Flagpole Jitters is a 1956 short subject directed by Jules White starring American slapstick comedy team The Three Stooges (Moe Howard, Larry Fine and Shemp Howard). It is the 169th entry in the series released by Columbia Pictures starring the comedians, who released 190 shorts for the studio between 1934 and 1959.

Plot
The Stooges are three paperhangers who also look after invalid Mary, who uses a wheelchair. While working, they are taken by one poster that advertises a great hypnotist, Svengarlic ("He'll steal your breath away!" the poster announces). The Stooges want the hypnotist to work his magic on Mary so that she can walk again, but Svengarlic is more interested in winning an audience to create a diversion by hypnotizing the Stooges.

While the audience watches the Stooges dance on an overhead flagpole, Svengarlic's henchmen are in the process of robbing a jewelry store. But a distracted bicyclist knocks Svengarlic over and the Stooges are abruptly awakened. They immediately panic when they see where they are, then the flagpole breaks, sending them flying through the open window of the store being robbed, thwarting the theft.

Cast

Credited
 Moe Howard as Moe
 Larry Fine as Larry
 Shemp Howard as Shemp (final film he produced with the team before his death)
 Mary Ainslee as Mary (stock footage)
 Connie Cezon as Mary (new footage)
 David Bond as Svengarlic
 Vernon Dent as Insurance adjuster (stock footage)

Uncredited
 Don C. Harvey as Jack the robber
 Frank Sully as Jim the robber
 Ned Glass as Svengarlic's manager (stock footage)
 Edwin Rochelle as Svengarlic's manager (new footage)

- Information given:
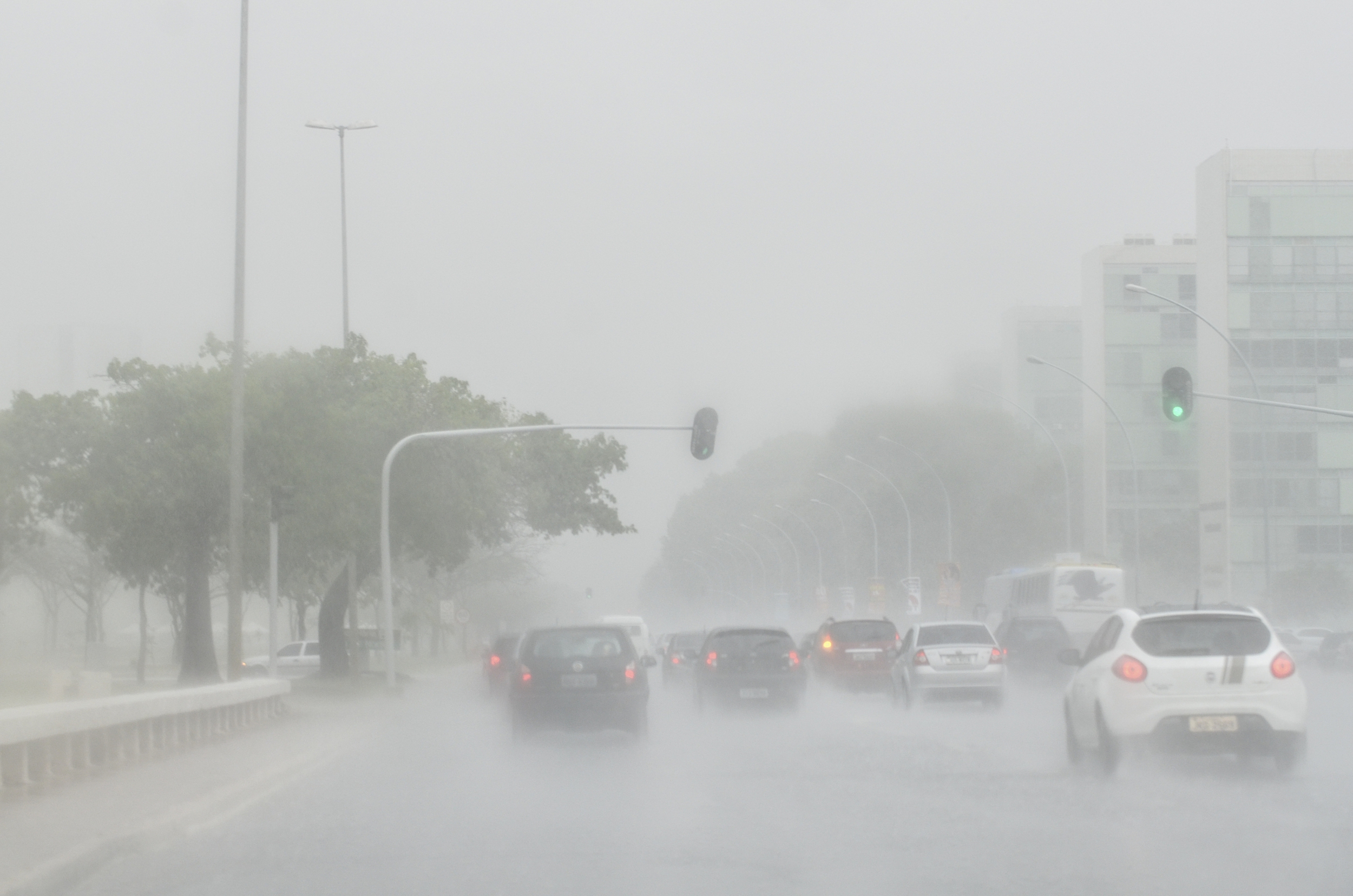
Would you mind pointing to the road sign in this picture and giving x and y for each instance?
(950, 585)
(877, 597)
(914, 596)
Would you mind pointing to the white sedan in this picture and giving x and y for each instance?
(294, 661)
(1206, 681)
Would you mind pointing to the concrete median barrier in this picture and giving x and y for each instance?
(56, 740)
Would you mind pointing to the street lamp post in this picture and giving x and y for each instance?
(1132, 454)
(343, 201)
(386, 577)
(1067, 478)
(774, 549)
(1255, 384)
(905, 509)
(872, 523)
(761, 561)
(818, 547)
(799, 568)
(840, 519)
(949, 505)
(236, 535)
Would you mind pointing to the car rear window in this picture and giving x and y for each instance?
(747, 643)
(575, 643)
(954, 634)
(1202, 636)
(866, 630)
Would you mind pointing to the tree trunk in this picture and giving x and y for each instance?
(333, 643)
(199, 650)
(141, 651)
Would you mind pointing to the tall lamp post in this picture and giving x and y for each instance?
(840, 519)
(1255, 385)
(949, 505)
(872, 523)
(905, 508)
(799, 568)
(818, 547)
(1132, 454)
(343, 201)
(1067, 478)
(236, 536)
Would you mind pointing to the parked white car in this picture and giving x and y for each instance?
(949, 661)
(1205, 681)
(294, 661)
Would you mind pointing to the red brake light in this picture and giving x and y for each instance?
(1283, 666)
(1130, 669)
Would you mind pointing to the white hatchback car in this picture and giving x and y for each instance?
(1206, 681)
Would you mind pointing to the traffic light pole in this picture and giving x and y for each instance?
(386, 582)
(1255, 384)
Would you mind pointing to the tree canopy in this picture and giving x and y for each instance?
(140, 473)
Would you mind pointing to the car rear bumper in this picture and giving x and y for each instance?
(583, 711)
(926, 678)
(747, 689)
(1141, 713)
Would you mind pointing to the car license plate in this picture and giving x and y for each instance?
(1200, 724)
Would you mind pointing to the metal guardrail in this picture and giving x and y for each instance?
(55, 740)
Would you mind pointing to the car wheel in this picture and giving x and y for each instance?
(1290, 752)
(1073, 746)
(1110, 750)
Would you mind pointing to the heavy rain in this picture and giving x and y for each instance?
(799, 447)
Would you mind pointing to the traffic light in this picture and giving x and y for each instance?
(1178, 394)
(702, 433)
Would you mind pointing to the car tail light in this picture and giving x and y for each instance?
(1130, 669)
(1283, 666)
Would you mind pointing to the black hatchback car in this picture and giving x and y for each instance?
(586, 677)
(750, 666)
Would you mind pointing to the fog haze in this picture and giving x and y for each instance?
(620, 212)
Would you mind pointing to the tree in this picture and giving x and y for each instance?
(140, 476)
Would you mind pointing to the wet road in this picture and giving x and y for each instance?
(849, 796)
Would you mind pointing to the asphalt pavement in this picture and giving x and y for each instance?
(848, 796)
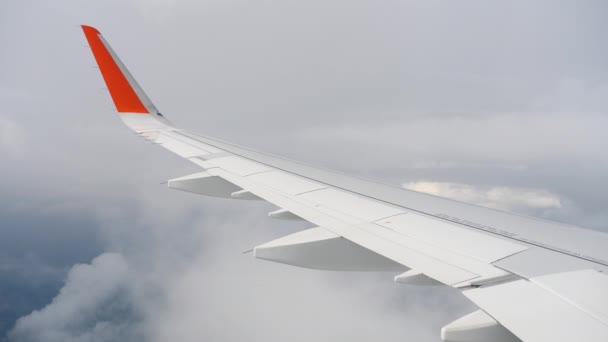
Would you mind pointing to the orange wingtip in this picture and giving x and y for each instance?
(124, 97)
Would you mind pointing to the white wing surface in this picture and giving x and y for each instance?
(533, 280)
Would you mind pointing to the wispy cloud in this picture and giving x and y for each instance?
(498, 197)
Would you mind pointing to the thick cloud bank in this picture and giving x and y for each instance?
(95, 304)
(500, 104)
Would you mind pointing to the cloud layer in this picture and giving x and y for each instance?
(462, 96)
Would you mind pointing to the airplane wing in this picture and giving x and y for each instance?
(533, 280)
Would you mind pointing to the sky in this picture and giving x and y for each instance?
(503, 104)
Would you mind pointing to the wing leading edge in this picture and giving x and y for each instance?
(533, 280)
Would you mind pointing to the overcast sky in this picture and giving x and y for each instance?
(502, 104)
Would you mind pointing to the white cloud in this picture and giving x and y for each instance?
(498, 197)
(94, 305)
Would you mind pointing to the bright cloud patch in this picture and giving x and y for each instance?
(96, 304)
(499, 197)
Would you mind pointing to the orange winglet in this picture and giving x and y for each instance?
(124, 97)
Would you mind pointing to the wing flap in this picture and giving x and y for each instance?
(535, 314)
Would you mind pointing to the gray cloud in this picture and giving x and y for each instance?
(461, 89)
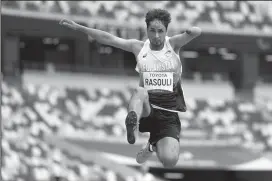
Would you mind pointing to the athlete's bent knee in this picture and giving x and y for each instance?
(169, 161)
...
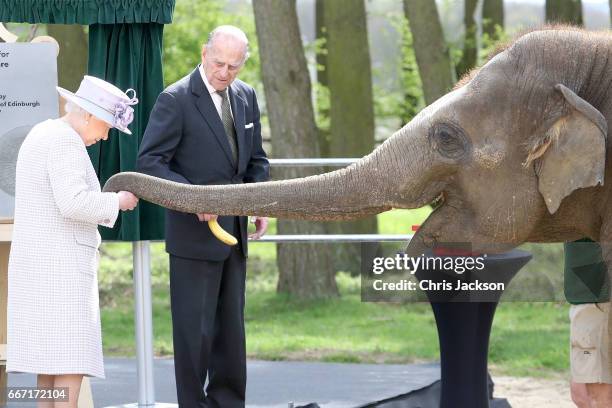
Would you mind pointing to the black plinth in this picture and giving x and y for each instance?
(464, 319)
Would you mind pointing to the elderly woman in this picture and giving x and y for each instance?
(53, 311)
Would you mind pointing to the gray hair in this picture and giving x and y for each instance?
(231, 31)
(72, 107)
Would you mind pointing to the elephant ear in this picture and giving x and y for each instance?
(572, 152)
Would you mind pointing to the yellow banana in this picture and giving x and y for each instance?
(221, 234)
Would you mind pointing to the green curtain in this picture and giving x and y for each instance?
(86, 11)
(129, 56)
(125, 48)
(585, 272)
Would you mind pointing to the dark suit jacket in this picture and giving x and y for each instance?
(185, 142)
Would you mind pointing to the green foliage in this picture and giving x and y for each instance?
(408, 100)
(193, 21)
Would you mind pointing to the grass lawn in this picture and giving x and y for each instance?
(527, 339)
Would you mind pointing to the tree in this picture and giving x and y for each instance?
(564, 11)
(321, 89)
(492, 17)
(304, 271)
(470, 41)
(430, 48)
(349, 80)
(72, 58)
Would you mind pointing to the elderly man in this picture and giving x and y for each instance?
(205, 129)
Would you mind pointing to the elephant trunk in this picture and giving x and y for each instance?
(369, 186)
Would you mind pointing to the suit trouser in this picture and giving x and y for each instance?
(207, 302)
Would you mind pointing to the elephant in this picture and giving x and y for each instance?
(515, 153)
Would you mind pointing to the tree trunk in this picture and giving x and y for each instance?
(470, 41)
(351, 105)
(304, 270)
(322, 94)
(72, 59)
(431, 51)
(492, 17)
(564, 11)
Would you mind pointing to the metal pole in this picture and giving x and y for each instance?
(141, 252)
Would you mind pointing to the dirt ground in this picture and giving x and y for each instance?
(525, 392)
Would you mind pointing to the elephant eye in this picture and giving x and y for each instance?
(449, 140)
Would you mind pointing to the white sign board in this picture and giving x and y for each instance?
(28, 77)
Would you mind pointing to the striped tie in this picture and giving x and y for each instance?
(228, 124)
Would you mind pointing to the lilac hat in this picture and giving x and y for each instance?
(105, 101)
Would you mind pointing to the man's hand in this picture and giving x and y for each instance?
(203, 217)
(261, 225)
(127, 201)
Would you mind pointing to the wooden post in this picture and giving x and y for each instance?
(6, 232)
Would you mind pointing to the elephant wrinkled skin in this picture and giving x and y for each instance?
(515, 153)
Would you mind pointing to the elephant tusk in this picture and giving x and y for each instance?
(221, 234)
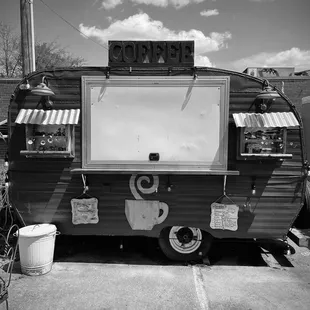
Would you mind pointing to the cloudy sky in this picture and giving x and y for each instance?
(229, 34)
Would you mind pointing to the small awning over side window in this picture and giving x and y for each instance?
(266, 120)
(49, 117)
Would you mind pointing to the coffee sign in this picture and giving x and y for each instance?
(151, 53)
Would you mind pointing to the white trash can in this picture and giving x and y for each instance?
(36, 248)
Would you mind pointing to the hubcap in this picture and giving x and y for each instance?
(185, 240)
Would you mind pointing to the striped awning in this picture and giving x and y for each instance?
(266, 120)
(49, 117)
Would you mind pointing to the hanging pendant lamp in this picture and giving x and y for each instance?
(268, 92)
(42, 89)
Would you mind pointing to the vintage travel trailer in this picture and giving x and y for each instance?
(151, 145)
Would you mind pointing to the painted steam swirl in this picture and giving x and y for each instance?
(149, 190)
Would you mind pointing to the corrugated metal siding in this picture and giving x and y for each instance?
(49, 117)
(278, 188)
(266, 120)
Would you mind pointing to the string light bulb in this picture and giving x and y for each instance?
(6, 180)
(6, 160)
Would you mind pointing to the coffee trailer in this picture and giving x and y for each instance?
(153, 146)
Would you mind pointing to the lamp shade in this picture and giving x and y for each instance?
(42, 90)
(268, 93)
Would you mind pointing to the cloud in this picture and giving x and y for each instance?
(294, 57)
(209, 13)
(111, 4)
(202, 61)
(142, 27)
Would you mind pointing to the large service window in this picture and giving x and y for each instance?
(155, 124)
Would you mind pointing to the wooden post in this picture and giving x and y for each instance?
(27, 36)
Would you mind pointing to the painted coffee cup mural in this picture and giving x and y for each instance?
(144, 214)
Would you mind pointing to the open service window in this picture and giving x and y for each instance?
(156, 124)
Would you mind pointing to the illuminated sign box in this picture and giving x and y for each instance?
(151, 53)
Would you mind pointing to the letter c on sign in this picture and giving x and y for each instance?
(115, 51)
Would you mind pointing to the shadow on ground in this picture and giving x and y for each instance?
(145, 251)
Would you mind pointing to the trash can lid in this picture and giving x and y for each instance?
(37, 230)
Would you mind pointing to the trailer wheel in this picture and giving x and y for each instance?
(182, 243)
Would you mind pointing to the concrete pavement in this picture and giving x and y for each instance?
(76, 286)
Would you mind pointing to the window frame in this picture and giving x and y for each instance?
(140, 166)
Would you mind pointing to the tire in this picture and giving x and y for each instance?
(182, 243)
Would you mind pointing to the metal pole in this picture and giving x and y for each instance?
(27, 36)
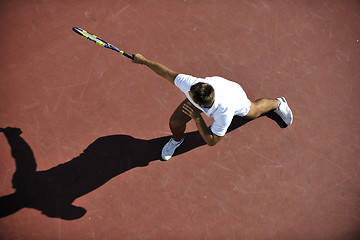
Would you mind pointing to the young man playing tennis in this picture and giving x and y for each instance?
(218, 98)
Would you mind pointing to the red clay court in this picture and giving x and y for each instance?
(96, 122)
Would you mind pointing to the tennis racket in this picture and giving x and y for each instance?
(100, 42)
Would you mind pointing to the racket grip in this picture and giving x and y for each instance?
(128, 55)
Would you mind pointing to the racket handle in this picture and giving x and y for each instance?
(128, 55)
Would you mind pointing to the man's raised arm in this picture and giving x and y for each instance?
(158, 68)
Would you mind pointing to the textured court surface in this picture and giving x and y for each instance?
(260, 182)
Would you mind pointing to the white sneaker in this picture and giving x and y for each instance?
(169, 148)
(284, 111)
--
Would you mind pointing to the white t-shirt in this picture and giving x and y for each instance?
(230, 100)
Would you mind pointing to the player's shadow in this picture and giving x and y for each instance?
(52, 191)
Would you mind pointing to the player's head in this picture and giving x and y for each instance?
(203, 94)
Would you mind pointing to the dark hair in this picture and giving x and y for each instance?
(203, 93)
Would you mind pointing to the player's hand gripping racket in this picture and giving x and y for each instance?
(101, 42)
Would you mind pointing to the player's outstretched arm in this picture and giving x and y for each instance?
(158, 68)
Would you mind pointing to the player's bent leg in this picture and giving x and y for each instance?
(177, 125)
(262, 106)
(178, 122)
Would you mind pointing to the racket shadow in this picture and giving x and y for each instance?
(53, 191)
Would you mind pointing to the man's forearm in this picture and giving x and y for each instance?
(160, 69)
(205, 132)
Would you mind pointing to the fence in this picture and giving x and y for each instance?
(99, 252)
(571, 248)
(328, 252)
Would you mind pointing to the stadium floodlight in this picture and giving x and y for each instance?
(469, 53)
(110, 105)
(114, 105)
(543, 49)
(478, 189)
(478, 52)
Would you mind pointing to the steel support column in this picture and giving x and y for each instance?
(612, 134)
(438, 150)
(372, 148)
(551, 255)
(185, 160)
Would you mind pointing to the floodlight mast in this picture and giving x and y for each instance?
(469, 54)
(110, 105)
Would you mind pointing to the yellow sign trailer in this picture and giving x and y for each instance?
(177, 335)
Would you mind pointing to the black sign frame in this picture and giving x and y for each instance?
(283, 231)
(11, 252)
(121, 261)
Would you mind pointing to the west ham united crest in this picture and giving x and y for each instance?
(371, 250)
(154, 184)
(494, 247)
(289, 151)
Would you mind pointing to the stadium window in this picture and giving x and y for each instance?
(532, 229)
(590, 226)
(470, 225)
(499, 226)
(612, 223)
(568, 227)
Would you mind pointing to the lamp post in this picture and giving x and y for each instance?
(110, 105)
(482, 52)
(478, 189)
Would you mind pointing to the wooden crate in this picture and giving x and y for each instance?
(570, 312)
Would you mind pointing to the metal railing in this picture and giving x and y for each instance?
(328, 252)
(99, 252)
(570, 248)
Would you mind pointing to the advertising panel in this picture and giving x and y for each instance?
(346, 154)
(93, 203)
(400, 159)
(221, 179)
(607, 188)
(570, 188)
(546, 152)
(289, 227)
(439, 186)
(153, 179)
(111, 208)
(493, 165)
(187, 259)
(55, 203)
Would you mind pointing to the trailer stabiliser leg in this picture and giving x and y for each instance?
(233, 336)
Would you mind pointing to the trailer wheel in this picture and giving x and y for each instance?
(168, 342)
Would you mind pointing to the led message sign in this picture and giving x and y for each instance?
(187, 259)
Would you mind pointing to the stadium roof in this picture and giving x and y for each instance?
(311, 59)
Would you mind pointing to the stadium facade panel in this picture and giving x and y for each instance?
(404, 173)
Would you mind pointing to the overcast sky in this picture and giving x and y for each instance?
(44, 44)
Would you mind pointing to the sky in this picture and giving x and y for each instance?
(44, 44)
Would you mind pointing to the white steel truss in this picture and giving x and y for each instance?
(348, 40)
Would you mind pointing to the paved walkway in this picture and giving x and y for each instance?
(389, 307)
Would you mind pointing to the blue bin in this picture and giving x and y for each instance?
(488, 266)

- Written problem 1: List every cast member the Flagpole Jitters article places under "Uncredited."
- Written problem 2: Copy the Flagpole Jitters article word for word, from "Connie Cezon as" to "manager (stock footage)".

- Exercise solution 1: Don C. Harvey, Frank Sully, Ned Glass, Edwin Rochelle

- Exercise solution 2:
Connie Cezon as Mary (new footage)
 David Bond as Svengarlic
 Vernon Dent as Insurance adjuster (stock footage)

Uncredited
 Don C. Harvey as Jack the robber
 Frank Sully as Jim the robber
 Ned Glass as Svengarlic's manager (stock footage)